> [PASSAGE SHOWN]:
*** Block opens ***

The Off-Ice Training Pyramid
Whether you are a skater or a goalie, there is a hierarchy of off-ice training that you need to follow to maximize your gains while minimizing your risk of injury. Basically we are trying to build a pyramid of performance with a very broad base and fine peak. Let me explain.
The Off-Ice Training Base: Mobility and Stability
At the broadest point of the pyramid, the bottom, is your mobility and stability. The two go hand in hand because they are related to one another. You see, flexibility is just the range of motion about a joint. So if you just lay there and someone bent your knee as far as it could go (without snapping of course), that would be the flexibility about that joint.
Mobility on the other hand is how much of that flexibility you can actually use in a functional way. For example, we routinely have athletes enter our training programs at Revolution Conditioning who have full range of motion at their knees, hips and ankles (so adequate flexibility), yet they cannot do a perfect squat.
The squat is a measure of their mobility. So we know that the inability to execute this movement is not due to their flexibility, so it could be due to lack of strength (not usually the case with athletes), lack of stability through those movements or it could be a loss of that motor pattern.
Sounds odd doesn’t it, that a motor pattern could be lost – that an athlete’s body could literally have forgotten how to squat, but it happens more often than you think.
Luckily we have ways to re-train that pattern or build the stability in the hips and torso that are required to bring back a nice clean movement.
The Next Level: Functional Strength
At first I was just going to call this segment ‘strength’, but what we are really after is functional strength or useable strength. Doing leg press will make you strong won’t it? But it will not teach you to stabilize that strength, therefore it is not useable strength or functional strength which is what we are after.
Another reason we must be careful to build functional strength and not just big dumb muscles is that as a hockey player you need to carry all your muscle mass. During this phase of training it is not odd to add 6lbs of muscle to a player (or add 12-16lbs over the course of a 4-month training cycle), if that muscle is not useable in a way that makes the player faster, more stable, gives them a harder shot, then it is wasteful. I don’t think we could find a player who would strap an extra 5lbs dumbbell to themselves for a game.

*** Block closes ***

> [EXTRACTED MATERIAL]:
*** Block opens ***

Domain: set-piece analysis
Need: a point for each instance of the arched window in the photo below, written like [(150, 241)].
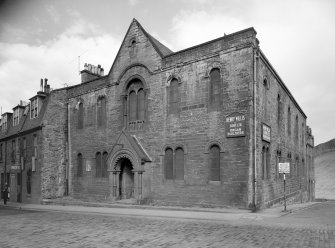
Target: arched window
[(215, 88), (265, 162), (140, 104), (135, 100), (265, 97), (132, 106), (296, 130), (98, 165), (289, 121), (214, 158), (174, 96), (302, 134), (168, 163), (174, 164), (80, 116), (179, 164), (79, 165), (104, 164), (278, 111), (29, 182), (101, 111)]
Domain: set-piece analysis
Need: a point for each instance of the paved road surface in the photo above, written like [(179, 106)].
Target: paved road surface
[(312, 227)]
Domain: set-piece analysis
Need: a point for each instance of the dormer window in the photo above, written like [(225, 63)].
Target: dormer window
[(34, 108)]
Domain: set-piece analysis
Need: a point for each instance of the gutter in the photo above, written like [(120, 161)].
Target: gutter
[(254, 195)]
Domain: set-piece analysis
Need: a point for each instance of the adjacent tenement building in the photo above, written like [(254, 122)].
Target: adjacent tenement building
[(203, 126)]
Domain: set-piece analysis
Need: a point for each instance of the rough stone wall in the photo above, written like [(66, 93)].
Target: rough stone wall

*** Block closes ***

> [WORK TO COMPLETE]:
1) Answer from the off-ice training article, one line each:
(a) What sits at the broadest point of the pyramid?
(b) Which movement is treated as a measure of an athlete's mobility?
(c) How much muscle can be added to a player over a 4-month training cycle?
2) Repeat word for word the part of the off-ice training article that opens with the words containing "The squat is" and closes with "that motor pattern.".
3) Pick up the off-ice training article after its last sentence and keep writing it.

> [RESPONSES]:
1)
(a) Mobility and stability.
(b) The squat.
(c) 12-16lbs.

2)
The squat is a measure of their mobility. So we know that the inability to execute this movement is not due to their flexibility, so it could be due to lack of strength (not usually the case with athletes), lack of stability through those movements or it could be a loss of that motor pattern.

3)
The Pinnacle of the Pyramid: Power
Our final goal is always power. More explosive starts, faster change of direction, harder hitting, better shot, quicker recoveries.
So our final task is taking that strength that we just built and teaching the body to apply that force as quickly as possible. Like the smaller boxer with lightning fast hands who knocks out the bigger fighter with one quick punch; it is the sum of his force and speed that makes the lethal combination.
This is also why you see some players who are extremely muscular, they talk about how hard they worked in the gym, you can see that they bulked up, yet they almost seem to be worse on the ice.
They failed to make this conversion to power. A transport truck has a huge engine, but terrible acceleration – no power. You want to be the Ferrari – quick, agile, responsive.
Climb The Pyramid With Your Off-Ice Training
Here is a very simplified version of how you need to map out your off-season training this year…
Mobility and Stability: 4-week phase. 3 sets of 12 reps
Functional Strength: 3-4 week phase. 3-4 sets of 6-8 reps for major muscle exercises, 8-reps for stabilization training.
Max Strength: 3-4 week phase. 3-4 sets of 2-4 reps for major muscle exercises, 8-reps for stabilization training.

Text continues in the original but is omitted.